▶ [Given exercise] Please revise the data below so that "single marker" reads "single dot" throughout, with everything else unchanged. Leave the pictures out of your answer.

Point labeling dataset excerpts:
▶
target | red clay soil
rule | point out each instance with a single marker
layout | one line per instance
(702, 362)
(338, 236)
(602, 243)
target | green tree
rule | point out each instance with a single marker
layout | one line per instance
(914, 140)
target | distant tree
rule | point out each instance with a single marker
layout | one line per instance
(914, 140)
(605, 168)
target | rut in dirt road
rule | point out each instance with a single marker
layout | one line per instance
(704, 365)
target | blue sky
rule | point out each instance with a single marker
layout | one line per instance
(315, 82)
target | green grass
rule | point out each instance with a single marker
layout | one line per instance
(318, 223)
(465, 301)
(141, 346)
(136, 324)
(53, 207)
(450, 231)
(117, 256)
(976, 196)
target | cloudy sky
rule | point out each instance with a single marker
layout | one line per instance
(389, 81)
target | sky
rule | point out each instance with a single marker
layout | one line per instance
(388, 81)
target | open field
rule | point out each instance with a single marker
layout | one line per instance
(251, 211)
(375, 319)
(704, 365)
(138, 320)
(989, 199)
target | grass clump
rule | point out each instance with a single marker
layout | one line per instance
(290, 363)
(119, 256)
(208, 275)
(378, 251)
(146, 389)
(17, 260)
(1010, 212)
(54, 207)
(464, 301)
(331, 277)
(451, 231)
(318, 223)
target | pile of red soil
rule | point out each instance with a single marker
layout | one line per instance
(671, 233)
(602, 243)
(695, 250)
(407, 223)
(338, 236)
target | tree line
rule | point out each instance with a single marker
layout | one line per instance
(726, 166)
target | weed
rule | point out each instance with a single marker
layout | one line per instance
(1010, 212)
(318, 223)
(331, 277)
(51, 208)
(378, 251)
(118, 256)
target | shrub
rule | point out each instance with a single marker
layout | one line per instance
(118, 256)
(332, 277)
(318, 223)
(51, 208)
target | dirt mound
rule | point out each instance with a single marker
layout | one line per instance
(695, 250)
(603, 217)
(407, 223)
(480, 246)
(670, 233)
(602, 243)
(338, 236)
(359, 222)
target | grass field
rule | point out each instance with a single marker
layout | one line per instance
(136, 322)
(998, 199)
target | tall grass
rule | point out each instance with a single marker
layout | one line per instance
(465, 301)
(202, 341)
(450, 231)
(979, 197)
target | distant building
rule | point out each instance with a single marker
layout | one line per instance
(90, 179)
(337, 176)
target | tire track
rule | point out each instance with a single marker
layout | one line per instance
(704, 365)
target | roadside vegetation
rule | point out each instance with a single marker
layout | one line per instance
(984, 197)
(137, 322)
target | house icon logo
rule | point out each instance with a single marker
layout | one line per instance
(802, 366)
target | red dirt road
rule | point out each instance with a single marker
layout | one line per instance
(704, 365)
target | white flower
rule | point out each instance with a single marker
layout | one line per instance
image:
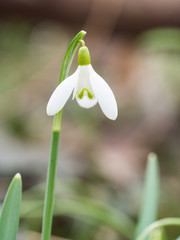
(88, 88)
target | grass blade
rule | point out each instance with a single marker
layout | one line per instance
(9, 218)
(148, 211)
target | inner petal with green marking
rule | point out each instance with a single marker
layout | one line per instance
(86, 92)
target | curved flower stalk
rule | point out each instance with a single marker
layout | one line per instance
(88, 89)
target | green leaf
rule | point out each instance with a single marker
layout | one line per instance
(158, 234)
(149, 207)
(9, 218)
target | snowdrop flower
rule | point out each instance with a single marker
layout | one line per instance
(88, 88)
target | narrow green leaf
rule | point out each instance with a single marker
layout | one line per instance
(160, 223)
(9, 218)
(149, 207)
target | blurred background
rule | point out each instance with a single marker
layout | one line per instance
(135, 47)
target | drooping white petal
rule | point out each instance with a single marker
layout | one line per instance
(104, 95)
(61, 94)
(85, 102)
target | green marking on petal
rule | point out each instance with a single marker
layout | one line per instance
(81, 94)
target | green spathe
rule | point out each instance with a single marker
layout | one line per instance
(84, 56)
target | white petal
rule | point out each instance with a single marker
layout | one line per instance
(61, 94)
(85, 102)
(104, 95)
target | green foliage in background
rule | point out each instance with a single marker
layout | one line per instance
(9, 218)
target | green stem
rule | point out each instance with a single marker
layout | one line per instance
(159, 223)
(52, 166)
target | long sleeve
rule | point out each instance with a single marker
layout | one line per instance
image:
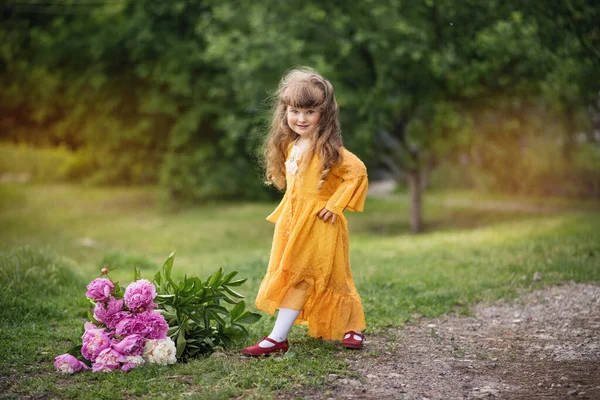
(352, 192)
◀
▶ [Written response]
target | red clay soil
rule | point out each instance with a single dot
layout | one line per instance
(702, 362)
(338, 236)
(602, 243)
target | green tree
rule | point out each instance with a single dot
layout | one line per instance
(914, 140)
target | distant tree
rule | point out each instance with a single dot
layout | one line per instance
(914, 140)
(605, 168)
target | rut in dirt road
rule | point out each instance with a single dot
layout | one line per instance
(704, 365)
target | blue sky
rule | point out each instance with a single dot
layout | one line per instance
(315, 82)
target | green grass
rule | point out each instance with a single dot
layout | one line per instance
(318, 223)
(465, 301)
(141, 346)
(136, 324)
(53, 207)
(450, 231)
(117, 256)
(976, 196)
target | cloudy sky
rule | point out each instance with a single dot
layout | one line per instance
(389, 81)
target | sky
rule | point out each instance with a single dot
layout | one line per instance
(388, 81)
target | open field
rule | point out each instance with a single dot
layout | one line per instance
(251, 211)
(375, 319)
(704, 365)
(138, 320)
(989, 199)
target | grass clump
rule | point out each instance with a single dot
layout | one line per instance
(290, 363)
(119, 256)
(208, 275)
(378, 251)
(146, 389)
(17, 260)
(1010, 212)
(54, 207)
(464, 301)
(331, 277)
(451, 231)
(318, 223)
target | pile of red soil
rule | point out each instance with a single dot
layout | one line per instance
(671, 233)
(602, 243)
(695, 250)
(407, 223)
(338, 236)
target | tree line
rule | point out each instance with a single dot
layout | one line per instance
(726, 166)
target | weed
rule | point out each instance with a single dot
layout | one line per instance
(1010, 212)
(318, 223)
(331, 277)
(51, 208)
(378, 251)
(118, 256)
target | shrub
rule | point out each instance with a single dot
layout | one line per instance
(118, 256)
(332, 277)
(318, 223)
(51, 208)
target | dirt mound
rule | point out each instance with a single dot
layout | one line per instance
(695, 250)
(603, 217)
(407, 223)
(480, 246)
(670, 233)
(602, 243)
(338, 236)
(359, 222)
target | grass field
rule | point out each instance with a single dot
layout | one line per instance
(136, 322)
(998, 199)
target | tall grass
rule | point out each instance with a single dot
layout | one line per instance
(465, 301)
(202, 341)
(450, 231)
(979, 197)
target | distant building
rule | point out each instance with a single dot
layout | one line per instance
(90, 179)
(337, 176)
target | tire track
rule | point out each instance with a single dot
layout | one line per instance
(704, 365)
target | roadside vegetation
rule | point out each instance with a single dot
layout | one line per instance
(984, 197)
(137, 322)
target | house icon logo
rule | point out each instance with a single dot
layout | one line per instance
(802, 366)
target | red dirt road
rule | point out each instance with a single dot
layout | one line per instance
(704, 365)
target | white flower
rule | point out each instance with a single dot
layout | one line per instance
image:
(88, 88)
target | grass blade
rule | point out each instance with a single dot
layout | one line per instance
(9, 218)
(148, 211)
target | inner petal with green marking
rule | point out each instance with a single dot
layout | one line per instance
(86, 92)
target | curved flower stalk
rule | point out each instance with a single dot
layout | one line per instance
(88, 89)
target | green leaf
rule | point out each instance with a single dot
layout | one line per instance
(158, 234)
(149, 207)
(9, 218)
target | snowdrop flower
rule | point out each instance with a single dot
layout | one line per instance
(88, 88)
target | narrow green leaf
rule | point out each instance with a single dot
layout | one line per instance
(160, 223)
(9, 218)
(149, 207)
target | blurred background
rule | point out each instance with a single dot
layout | one line per instance
(135, 47)
target | drooping white petal
rule | point out each instance with a single dot
layout | one line per instance
(104, 95)
(61, 94)
(85, 102)
target | green marking on petal
rule | point out each instance with a single dot
layout | one line per instance
(81, 94)
target | green spathe
rule | point out each instance with a single dot
layout | one line per instance
(84, 56)
target | white petal
rule | point out each instance with a single dot
layout | one line per instance
(61, 94)
(85, 102)
(104, 95)
target | green foliage in background
rule | point out each instance with a single dot
layout | one line per instance
(9, 218)
target | green stem
rule | point out each instance with a single dot
layout | one line per instance
(159, 223)
(52, 166)
target | long sleeve
rule | point out each instance with a single dot
layout | one line per instance
image:
(352, 192)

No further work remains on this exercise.